--- start Available data ---

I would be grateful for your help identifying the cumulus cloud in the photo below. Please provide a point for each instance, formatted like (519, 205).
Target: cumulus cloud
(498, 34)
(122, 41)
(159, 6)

--- end Available data ---

■ What is needed:
Print the listing above line for line, with nothing changed.

■ Result of the task:
I would be grateful for your help identifying the cumulus cloud in the photo below. Please provide a point for each instance, formatted like (519, 205).
Target: cumulus cloud
(498, 34)
(122, 41)
(159, 6)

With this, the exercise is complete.